(ARTYKUŁ):

Watykan, 6 października 2024 – Czy Synod o Synodalności przyniesie przełomowe zmiany w Kościele? Choć temat diakonatu kobiet, rola biskupów czy większe zaangażowanie świeckich są gorąco dyskutowane, wygląda na to, że rewolucji nie będzie.
źródło: Andrea Gagliarducci | CNA | 06 października 2024 | Tekst został przetłumaczony i opracowany na podstawie oryginalnych materiałów źródłowych przez EWTN Polska. Dziękujemy, że czytasz ten artykuł. Jeśli chcesz być na bieżąco zapraszamy do zapisania się do newslettera.
Synod o Synodalności wydaje się czasem robić krok wstecz po kilku krokach naprzód. Jednak ton pierwszych dni końcowego zgromadzenia synodu pokazuje jasno: nie ma mowy o rewolucji w Kościele.

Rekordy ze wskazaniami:

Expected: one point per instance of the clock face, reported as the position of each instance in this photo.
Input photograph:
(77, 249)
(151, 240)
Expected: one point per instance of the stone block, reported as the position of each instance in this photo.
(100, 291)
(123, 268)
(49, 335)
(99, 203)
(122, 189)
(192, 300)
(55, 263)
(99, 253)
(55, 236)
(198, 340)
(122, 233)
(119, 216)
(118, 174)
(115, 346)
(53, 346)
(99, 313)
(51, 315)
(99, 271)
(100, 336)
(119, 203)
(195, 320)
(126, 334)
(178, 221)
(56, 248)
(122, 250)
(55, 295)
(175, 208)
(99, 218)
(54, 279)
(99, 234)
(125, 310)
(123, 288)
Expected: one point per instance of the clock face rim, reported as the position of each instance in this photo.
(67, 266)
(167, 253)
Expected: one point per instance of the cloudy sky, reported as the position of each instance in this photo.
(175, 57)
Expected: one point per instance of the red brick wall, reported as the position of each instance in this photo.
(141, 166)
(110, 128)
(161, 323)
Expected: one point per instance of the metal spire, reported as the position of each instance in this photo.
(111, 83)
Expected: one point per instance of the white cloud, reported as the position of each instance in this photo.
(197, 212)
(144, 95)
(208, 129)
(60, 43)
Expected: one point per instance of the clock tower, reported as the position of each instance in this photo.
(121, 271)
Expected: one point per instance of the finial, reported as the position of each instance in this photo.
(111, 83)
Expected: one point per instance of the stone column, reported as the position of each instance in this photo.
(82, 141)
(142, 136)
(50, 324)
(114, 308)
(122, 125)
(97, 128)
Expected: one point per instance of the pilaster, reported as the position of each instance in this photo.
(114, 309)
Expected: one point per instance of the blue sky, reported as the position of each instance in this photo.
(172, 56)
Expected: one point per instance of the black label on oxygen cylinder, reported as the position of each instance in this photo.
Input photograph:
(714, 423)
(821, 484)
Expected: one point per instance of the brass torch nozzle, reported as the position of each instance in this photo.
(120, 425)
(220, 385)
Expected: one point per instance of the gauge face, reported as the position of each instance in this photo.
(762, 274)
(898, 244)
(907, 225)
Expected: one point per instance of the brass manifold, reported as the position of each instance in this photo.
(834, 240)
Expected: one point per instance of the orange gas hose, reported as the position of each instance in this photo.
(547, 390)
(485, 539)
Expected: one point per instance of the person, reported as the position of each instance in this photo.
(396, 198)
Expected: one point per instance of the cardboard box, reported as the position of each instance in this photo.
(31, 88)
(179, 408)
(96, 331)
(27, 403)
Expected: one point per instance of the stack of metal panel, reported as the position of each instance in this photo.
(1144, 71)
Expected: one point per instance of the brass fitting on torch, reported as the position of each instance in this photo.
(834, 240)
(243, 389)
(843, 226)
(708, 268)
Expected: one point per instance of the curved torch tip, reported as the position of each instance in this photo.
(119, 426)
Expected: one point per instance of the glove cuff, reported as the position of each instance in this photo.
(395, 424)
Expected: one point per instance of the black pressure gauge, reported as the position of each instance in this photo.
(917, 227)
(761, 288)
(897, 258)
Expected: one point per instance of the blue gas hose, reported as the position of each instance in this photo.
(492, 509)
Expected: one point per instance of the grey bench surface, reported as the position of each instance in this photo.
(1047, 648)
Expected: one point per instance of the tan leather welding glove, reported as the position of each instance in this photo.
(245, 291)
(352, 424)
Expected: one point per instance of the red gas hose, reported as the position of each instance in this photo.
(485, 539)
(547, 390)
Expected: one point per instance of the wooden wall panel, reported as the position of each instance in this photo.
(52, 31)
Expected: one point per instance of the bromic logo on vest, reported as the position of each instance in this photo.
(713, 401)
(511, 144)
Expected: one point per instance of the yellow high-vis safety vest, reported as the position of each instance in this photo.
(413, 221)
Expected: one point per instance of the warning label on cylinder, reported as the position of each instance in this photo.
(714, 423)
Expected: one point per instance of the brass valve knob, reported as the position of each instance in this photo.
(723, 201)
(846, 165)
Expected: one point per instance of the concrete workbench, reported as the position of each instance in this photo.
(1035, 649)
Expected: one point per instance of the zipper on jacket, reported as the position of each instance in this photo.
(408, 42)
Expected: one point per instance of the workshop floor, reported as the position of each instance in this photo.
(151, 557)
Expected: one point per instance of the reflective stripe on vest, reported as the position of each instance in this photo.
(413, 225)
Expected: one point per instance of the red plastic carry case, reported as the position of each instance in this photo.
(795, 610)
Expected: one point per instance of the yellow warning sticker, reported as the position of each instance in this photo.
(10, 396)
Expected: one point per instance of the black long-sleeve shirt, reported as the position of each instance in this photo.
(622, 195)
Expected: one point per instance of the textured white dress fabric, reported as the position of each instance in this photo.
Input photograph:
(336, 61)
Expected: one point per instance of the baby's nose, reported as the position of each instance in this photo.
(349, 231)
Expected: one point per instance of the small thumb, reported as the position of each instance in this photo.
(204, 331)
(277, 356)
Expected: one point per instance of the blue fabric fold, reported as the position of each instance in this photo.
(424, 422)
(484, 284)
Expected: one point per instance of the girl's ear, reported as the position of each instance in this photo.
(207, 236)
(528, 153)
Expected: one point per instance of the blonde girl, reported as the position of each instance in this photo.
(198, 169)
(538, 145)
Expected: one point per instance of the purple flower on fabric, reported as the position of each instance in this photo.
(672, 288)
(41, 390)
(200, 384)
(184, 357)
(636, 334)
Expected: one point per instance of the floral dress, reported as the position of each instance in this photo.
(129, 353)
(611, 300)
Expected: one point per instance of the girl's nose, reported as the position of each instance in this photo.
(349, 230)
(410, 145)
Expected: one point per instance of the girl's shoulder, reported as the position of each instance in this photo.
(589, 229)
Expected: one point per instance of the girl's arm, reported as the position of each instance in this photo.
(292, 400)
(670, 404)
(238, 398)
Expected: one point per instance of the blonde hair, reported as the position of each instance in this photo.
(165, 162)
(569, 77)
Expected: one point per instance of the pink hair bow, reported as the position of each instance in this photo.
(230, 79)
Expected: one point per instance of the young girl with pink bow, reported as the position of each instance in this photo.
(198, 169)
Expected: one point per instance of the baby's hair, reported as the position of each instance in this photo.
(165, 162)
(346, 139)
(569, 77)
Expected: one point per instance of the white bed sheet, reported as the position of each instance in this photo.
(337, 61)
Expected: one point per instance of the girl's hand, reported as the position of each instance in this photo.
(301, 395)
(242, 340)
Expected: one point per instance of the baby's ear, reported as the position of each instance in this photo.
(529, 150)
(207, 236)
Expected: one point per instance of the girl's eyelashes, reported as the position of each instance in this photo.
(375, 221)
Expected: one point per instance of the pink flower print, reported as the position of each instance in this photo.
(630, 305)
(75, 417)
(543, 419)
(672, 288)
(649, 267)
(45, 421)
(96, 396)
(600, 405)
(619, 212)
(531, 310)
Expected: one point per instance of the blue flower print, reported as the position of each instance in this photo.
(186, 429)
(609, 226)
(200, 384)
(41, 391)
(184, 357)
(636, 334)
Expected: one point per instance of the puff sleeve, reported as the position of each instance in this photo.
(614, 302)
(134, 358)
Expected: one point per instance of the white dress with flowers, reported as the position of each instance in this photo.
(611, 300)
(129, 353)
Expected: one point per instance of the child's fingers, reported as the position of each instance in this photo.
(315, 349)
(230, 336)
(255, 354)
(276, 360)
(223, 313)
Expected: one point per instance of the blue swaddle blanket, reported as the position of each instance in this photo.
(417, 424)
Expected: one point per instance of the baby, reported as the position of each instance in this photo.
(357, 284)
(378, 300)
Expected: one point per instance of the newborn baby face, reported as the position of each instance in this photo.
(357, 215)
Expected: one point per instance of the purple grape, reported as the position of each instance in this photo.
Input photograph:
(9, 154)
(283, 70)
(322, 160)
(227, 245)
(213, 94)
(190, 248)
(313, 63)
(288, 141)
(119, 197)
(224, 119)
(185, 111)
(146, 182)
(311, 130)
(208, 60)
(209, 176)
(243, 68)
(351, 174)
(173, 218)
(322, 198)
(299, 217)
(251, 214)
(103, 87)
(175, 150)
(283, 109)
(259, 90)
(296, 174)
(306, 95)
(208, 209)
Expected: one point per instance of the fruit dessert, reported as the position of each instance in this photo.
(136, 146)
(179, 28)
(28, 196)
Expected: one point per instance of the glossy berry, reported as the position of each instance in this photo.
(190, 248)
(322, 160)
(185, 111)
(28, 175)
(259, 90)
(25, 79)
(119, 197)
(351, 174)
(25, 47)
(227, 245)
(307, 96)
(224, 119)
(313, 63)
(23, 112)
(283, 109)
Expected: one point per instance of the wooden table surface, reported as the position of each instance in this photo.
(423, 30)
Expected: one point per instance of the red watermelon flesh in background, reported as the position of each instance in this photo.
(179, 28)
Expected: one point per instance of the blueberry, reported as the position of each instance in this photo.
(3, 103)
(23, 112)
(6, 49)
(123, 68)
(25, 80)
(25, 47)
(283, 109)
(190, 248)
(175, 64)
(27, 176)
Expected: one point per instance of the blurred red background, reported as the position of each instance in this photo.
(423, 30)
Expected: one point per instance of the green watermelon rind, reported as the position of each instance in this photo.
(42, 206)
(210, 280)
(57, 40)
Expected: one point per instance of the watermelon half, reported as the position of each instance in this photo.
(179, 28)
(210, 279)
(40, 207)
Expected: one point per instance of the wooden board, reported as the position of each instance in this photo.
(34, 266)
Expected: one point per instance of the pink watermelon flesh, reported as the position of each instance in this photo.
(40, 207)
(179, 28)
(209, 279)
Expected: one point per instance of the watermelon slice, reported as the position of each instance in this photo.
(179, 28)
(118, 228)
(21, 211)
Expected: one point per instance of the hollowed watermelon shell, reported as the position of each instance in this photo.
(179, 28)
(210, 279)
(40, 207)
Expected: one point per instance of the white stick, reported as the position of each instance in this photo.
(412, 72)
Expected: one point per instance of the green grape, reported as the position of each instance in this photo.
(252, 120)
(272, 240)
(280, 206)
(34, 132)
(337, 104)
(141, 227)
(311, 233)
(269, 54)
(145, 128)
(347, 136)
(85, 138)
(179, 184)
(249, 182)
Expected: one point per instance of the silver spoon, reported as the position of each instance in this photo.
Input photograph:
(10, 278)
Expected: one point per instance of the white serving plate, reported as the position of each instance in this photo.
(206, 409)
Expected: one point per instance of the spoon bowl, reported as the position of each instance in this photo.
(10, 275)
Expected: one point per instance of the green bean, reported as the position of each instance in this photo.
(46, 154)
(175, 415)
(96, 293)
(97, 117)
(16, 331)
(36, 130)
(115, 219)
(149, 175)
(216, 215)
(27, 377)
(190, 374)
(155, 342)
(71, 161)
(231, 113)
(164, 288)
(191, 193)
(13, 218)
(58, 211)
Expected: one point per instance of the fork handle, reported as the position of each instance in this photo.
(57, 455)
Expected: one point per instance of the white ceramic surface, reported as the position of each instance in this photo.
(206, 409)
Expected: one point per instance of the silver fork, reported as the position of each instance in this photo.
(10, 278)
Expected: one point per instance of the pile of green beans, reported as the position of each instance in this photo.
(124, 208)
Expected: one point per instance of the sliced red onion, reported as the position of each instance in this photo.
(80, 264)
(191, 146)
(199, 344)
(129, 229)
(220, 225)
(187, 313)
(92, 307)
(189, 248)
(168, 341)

(KRÓTKIE ZADANIE 1): Przedstaw wiersze rekordów jako tabelę Markdown z kolumnami „Nr” i „Wiersz”, pomijając puste wiersze. Zacznij od wiersza, w którym jest „Expected: one point per instance of the curved”, i skończ na wierszu z „(1047, 648)”, włącznie z nim.
(KRÓTKIE ZADANIE 2): Napisz dalszy ciąg artykułu o Synodzie o Synodalności, zaczynając zaraz po jego ostatnim zdaniu.
Artykuł i rekordy to dwa osobne materiały, które nie mają ze sobą związku.

(OCZEKIWANY WYNIK 1):
| Nr | Wiersz |
|---|---|
| 1 | Expected: one point per instance of the curved torch tip, reported as the position of each instance in this photo. |
| 2 | (119, 426) |
| 3 | Expected: one point per instance of the glove cuff, reported as the position of each instance in this photo. |
| 4 | (395, 424) |
| 5 | Expected: one point per instance of the black pressure gauge, reported as the position of each instance in this photo. |
| 6 | (917, 227) |
| 7 | (761, 288) |
| 8 | (897, 258) |
| 9 | Expected: one point per instance of the blue gas hose, reported as the position of each instance in this photo. |
| 10 | (492, 509) |
| 11 | Expected: one point per instance of the grey bench surface, reported as the position of each instance in this photo. |
| 12 | (1047, 648) |

(OCZEKIWANY WYNIK 2):
Ton ten został ustalony już kilka dni przed rozpoczęciem zgromadzenia w Watykanie, gdy papież Franciszek w swoim przemówieniu w Belgii 27 września podkreślił, że synod nie ma na celu promowania „modnych reform”.
Teraz wydaje się jasne, że choć delegaci będą omawiać wiele kwestii przez najbliższe trzy tygodnie, nic konkretnego nie zostanie postanowione. Nie będzie zmian doktrynalnych. Rola biskupa pozostaje bez zmian. Diakonat dla kobiet nie zostanie wprowadzony w pośpiechu.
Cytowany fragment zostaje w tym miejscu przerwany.